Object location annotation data

-*-*-

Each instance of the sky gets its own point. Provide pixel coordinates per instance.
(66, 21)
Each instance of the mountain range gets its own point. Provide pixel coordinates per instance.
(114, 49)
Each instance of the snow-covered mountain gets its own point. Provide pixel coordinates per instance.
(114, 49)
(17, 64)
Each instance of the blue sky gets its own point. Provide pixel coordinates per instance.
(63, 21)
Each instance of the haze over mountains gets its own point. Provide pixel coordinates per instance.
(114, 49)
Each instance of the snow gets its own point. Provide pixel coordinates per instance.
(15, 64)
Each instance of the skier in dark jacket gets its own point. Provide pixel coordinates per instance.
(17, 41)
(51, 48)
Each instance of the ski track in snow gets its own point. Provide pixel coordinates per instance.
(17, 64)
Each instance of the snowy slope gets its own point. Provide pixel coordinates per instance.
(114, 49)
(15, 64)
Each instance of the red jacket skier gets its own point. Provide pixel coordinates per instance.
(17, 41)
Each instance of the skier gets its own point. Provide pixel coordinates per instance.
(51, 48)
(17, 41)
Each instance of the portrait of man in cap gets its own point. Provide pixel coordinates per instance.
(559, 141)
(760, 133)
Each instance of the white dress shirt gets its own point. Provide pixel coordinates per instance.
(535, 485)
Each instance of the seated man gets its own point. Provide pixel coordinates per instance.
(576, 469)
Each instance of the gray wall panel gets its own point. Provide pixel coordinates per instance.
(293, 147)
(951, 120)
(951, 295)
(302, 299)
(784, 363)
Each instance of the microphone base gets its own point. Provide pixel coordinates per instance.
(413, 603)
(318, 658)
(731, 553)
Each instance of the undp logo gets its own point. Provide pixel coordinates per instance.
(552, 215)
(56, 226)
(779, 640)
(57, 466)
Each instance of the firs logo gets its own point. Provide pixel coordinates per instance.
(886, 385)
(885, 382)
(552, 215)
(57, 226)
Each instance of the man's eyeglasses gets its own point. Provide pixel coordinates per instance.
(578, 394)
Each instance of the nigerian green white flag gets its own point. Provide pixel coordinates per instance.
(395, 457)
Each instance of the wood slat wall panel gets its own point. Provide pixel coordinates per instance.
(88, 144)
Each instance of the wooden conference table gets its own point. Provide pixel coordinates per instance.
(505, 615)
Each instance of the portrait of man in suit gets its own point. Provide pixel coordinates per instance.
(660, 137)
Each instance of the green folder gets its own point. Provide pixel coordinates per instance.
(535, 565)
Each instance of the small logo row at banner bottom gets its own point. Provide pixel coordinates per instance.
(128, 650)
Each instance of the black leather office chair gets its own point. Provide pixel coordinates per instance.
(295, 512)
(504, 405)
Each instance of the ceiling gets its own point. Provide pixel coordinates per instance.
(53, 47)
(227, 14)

-*-*-

**TASK DIRECTIONS**
Only the lines from the one containing "Each instance of the gray" through the end of the entries above belong in the answer; repeat them exactly.

**EXERCISE RESULT**
Each instance of the gray wall panel gets its own point. Provide pixel coordinates per instance.
(293, 147)
(951, 120)
(951, 295)
(302, 299)
(784, 363)
Each instance of the microphone base gets its own point. Provide pixel coordinates per instance.
(413, 603)
(318, 658)
(731, 553)
Each instance of the undp logo gets its own point. Provide pixel coordinates per instance.
(552, 215)
(56, 226)
(779, 640)
(57, 466)
Each instance of the firs logo gets its own point. Provide pixel coordinates per instance.
(886, 385)
(885, 382)
(552, 215)
(57, 226)
Each instance of the man's eyeglasses gets its own point. Provide pixel coordinates per instance.
(578, 394)
Each instance of the nigerian green white flag gets its own point. Provide pixel coordinates per instance.
(395, 457)
Each instance of the wood slat wall panel gets its own point. Provide pixel coordinates per instance.
(88, 144)
Each instance of the wooden conference table gets its own point. Provide pixel coordinates per instance.
(505, 615)
Each instance of the portrait of man in suit gets its own point. Provide pixel coordinates per instance.
(660, 137)
Each instance of the green folder gets its own point. Provide pixel coordinates per instance.
(535, 565)
Each instance of the small logo row at banner bottom gets its own point. Provide pixel coordinates per instance.
(128, 650)
Each instance of the black leather office chair gets its own point. Provide pixel coordinates per instance.
(295, 512)
(504, 405)
Each instance of the ceiling gets its own point. Provide pixel coordinates per instance.
(53, 47)
(227, 14)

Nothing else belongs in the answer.